◆ **Problem statement**: Give the lines of all the records below as a JSON list of strings, one string per line, leaving out blank lines.

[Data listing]
※

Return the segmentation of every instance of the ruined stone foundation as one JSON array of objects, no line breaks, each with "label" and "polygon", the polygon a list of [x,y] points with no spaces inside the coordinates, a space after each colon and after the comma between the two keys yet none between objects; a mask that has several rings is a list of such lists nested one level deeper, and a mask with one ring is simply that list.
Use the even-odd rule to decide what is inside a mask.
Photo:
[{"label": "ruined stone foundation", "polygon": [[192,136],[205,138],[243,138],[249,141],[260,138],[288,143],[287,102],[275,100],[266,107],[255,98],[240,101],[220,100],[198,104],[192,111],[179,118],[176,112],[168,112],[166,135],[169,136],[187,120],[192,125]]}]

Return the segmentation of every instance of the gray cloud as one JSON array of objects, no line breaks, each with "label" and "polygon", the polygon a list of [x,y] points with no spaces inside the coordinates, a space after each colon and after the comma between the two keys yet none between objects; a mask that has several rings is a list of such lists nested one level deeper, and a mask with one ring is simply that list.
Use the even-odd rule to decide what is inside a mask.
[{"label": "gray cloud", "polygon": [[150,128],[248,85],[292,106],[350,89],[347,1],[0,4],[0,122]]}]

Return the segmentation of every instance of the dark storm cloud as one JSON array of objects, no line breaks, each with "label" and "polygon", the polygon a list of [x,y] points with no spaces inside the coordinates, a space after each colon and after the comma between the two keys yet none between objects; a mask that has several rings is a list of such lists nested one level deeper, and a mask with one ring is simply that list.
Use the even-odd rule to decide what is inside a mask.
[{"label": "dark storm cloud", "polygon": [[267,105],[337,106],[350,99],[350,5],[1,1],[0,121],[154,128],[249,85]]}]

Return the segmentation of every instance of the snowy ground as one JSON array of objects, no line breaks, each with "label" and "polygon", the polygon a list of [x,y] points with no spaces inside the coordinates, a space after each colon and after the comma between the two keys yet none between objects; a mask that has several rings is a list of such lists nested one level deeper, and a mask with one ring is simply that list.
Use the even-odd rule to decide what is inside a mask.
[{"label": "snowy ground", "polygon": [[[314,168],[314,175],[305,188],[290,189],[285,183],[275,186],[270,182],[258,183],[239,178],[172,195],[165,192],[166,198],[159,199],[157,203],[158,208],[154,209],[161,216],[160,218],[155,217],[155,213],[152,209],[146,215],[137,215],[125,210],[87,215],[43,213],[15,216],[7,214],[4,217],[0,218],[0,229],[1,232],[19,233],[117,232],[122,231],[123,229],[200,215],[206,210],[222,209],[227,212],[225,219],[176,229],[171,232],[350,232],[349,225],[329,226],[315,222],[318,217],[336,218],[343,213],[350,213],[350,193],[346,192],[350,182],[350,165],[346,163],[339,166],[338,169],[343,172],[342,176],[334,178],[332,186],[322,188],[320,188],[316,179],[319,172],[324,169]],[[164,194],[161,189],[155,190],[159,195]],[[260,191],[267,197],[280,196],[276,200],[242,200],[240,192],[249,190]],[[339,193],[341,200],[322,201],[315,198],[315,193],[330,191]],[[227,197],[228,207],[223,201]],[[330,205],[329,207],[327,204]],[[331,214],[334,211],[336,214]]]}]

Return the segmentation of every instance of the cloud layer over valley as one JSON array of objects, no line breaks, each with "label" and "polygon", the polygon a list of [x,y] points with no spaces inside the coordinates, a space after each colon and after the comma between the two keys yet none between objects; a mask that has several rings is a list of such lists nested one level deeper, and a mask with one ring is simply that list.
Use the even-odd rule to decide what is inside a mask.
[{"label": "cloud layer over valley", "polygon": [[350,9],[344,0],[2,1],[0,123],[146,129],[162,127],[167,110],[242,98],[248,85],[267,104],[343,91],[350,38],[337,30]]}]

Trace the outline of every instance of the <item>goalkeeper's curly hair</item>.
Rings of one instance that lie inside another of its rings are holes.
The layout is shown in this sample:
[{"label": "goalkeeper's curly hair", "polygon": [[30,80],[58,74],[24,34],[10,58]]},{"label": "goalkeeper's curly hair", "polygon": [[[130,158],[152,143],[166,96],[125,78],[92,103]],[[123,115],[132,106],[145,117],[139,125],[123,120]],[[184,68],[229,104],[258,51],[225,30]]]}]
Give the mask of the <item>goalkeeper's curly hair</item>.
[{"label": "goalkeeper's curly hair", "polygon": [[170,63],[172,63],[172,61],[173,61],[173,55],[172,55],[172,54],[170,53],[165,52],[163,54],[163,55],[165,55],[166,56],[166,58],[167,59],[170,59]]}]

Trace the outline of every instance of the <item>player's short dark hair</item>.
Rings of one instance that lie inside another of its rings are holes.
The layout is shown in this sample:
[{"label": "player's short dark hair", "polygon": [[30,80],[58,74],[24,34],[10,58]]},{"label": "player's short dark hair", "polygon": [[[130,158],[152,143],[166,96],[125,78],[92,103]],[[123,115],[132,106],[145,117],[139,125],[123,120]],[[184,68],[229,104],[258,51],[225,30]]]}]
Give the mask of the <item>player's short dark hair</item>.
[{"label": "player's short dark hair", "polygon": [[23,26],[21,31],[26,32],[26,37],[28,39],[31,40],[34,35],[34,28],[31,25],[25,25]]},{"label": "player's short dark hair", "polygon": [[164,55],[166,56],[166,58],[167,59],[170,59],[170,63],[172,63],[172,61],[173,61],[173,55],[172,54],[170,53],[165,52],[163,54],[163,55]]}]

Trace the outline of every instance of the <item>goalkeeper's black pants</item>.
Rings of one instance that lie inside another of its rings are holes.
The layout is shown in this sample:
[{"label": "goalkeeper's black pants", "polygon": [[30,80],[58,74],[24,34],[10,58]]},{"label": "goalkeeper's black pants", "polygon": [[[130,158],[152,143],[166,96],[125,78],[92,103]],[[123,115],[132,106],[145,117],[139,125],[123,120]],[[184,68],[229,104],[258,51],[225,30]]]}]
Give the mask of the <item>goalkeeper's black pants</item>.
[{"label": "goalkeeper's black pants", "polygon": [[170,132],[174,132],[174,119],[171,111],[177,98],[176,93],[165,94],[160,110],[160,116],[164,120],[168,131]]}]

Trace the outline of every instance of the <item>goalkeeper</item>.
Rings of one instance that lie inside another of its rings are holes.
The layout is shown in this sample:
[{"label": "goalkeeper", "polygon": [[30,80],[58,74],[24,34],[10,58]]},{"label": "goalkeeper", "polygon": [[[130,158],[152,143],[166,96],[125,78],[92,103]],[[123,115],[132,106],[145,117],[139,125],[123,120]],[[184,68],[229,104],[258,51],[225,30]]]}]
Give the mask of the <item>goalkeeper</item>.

※

◆ **Result of this exercise**:
[
  "Return the segmentation of every instance of the ruined stone foundation as one JSON array of objects, no line breaks, each with \"label\" and \"polygon\", the polygon a list of [x,y] points with no spaces inside the coordinates, a space after each colon and after the comma between the two keys yet none between objects; a mask that has several rings is a list of such lists nested one level deeper, and a mask with one ring is simply that list.",
  "Use the even-odd rule to decide what is inside a mask.",
  "Photo:",
  "[{\"label\": \"ruined stone foundation\", \"polygon\": [[192,136],[205,138],[243,138],[249,141],[260,138],[288,143],[287,102],[275,100],[266,107],[255,98],[240,101],[220,100],[198,104],[192,111],[179,118],[176,112],[168,112],[166,135],[169,136],[187,120],[192,125]]}]",
  "Return the segmentation of every instance of the gray cloud as one JSON array of objects, no line breaks, each with \"label\" and \"polygon\", the polygon a list of [x,y] points with no spaces inside the coordinates, a space after each colon and after the comma between the two keys yet none between objects; a mask that has several rings is a list of such lists nested one level deeper, and a mask with one ring is simply that list.",
  "Use the even-odd rule to decide what is inside a mask.",
  "[{\"label\": \"gray cloud\", \"polygon\": [[150,128],[248,85],[292,106],[350,89],[347,1],[0,4],[0,122]]}]",
  "Return the segmentation of every instance of the dark storm cloud as one JSON array of objects, no line breaks, each with \"label\" and \"polygon\", the polygon a list of [x,y] points with no spaces inside the coordinates, a space after each colon and after the comma between the two keys yet none between objects; a mask that has several rings is a list of such lists nested one level deeper, and a mask with one ring is simply that list.",
  "Use the even-odd rule to decide what is inside a mask.",
  "[{\"label\": \"dark storm cloud\", \"polygon\": [[267,105],[337,106],[350,99],[350,5],[1,1],[0,121],[154,128],[249,85]]}]",
  "Return the segmentation of every instance of the snowy ground as one JSON array of objects, no line breaks, each with \"label\" and \"polygon\", the polygon a list of [x,y] points with no spaces inside the coordinates, a space after each colon and after the comma between the two keys yet none between objects; a mask that has several rings is a list of such lists nested one level deeper, and a mask with one ring is simply that list.",
  "Use the even-odd rule to decide what is inside a mask.",
  "[{\"label\": \"snowy ground\", \"polygon\": [[[314,168],[314,175],[305,188],[290,189],[285,183],[275,186],[270,182],[258,183],[239,178],[172,195],[165,192],[166,198],[159,199],[157,203],[158,208],[154,209],[161,216],[160,218],[155,217],[155,213],[152,209],[146,215],[137,215],[125,210],[87,215],[43,213],[15,216],[7,214],[4,217],[0,218],[0,229],[1,232],[19,233],[117,232],[122,231],[123,229],[200,215],[206,210],[222,209],[227,212],[225,219],[176,229],[171,232],[350,232],[349,225],[329,226],[315,222],[318,217],[336,218],[343,213],[350,213],[350,193],[346,192],[350,182],[350,165],[346,163],[339,166],[338,169],[343,172],[342,176],[334,178],[332,186],[322,188],[320,188],[316,179],[319,172],[324,169]],[[164,194],[161,189],[155,190],[159,195]],[[260,191],[267,197],[280,196],[276,200],[242,200],[240,192],[249,190]],[[339,193],[341,200],[322,201],[315,198],[315,193],[330,191]],[[227,197],[228,207],[223,201]],[[330,205],[329,207],[327,204]],[[331,214],[334,211],[336,214]]]}]",
  "Return the segmentation of every instance of the cloud layer over valley as one JSON array of objects, no line breaks, each with \"label\" and \"polygon\", the polygon a list of [x,y] points with no spaces inside the coordinates, a space after each colon and after the comma between the two keys yet none between objects; a mask that has several rings is a list of such lists nested one level deeper, and a mask with one ring is simply that list.",
  "Use the even-odd rule to decide what is inside a mask.",
  "[{\"label\": \"cloud layer over valley\", \"polygon\": [[350,9],[344,0],[2,1],[0,123],[146,129],[162,127],[167,110],[242,98],[248,85],[267,104],[343,91],[350,38],[337,30]]}]",
  "Trace the outline of every instance of the <item>goalkeeper's curly hair</item>.",
  "Rings of one instance that lie inside another of its rings are holes.",
  "The layout is shown in this sample:",
  "[{\"label\": \"goalkeeper's curly hair\", \"polygon\": [[30,80],[58,74],[24,34],[10,58]]},{\"label\": \"goalkeeper's curly hair\", \"polygon\": [[[130,158],[152,143],[166,96],[125,78],[92,103]],[[123,115],[132,106],[145,117],[139,125],[123,120]],[[184,68],[229,104],[258,51],[225,30]]]}]",
  "Give the mask of the <item>goalkeeper's curly hair</item>.",
  "[{\"label\": \"goalkeeper's curly hair\", \"polygon\": [[170,63],[172,63],[172,61],[173,61],[173,55],[172,55],[172,54],[170,53],[165,52],[163,54],[163,55],[165,55],[166,56],[166,58],[167,59],[170,59]]}]",
  "Trace the outline of every instance of the <item>player's short dark hair</item>.",
  "Rings of one instance that lie inside another of its rings are holes.",
  "The layout is shown in this sample:",
  "[{\"label\": \"player's short dark hair\", \"polygon\": [[30,80],[58,74],[24,34],[10,58]]},{\"label\": \"player's short dark hair\", \"polygon\": [[[130,158],[152,143],[166,96],[125,78],[92,103]],[[123,115],[132,106],[145,117],[139,125],[123,120]],[[184,68],[229,104],[258,51],[225,30]]]}]",
  "Give the mask of the <item>player's short dark hair</item>.",
  "[{\"label\": \"player's short dark hair\", \"polygon\": [[23,26],[21,31],[26,32],[26,37],[28,39],[31,40],[34,35],[34,28],[31,25],[25,25]]},{\"label\": \"player's short dark hair\", \"polygon\": [[164,55],[166,56],[166,58],[167,59],[170,59],[170,63],[172,63],[172,61],[173,61],[173,55],[172,54],[170,53],[165,52],[163,54],[163,55]]}]",
  "Trace the outline of every instance of the <item>goalkeeper's black pants</item>.",
  "Rings of one instance that lie inside another of its rings are holes.",
  "The layout is shown in this sample:",
  "[{\"label\": \"goalkeeper's black pants\", \"polygon\": [[30,80],[58,74],[24,34],[10,58]]},{\"label\": \"goalkeeper's black pants\", \"polygon\": [[[130,158],[152,143],[166,96],[125,78],[92,103]],[[123,115],[132,106],[145,117],[139,125],[123,120]],[[184,68],[229,104],[258,51],[225,30]]]}]",
  "Give the mask of the <item>goalkeeper's black pants</item>.",
  "[{\"label\": \"goalkeeper's black pants\", \"polygon\": [[170,132],[174,132],[174,119],[171,111],[177,98],[176,93],[165,94],[160,110],[160,116],[164,120],[168,131]]}]",
  "Trace the outline of every instance of the <item>goalkeeper</item>.",
  "Rings of one instance that lie inside another of its rings are holes.",
  "The layout is shown in this sample:",
  "[{\"label\": \"goalkeeper\", \"polygon\": [[30,80],[58,74],[24,34],[10,58]]},{\"label\": \"goalkeeper\", \"polygon\": [[[130,158],[152,143],[166,96],[125,78],[92,103]],[[123,115],[132,106],[145,117],[139,125],[123,120]],[[184,68],[229,104],[258,51],[225,30]]]}]",
  "Give the mask of the <item>goalkeeper</item>."
]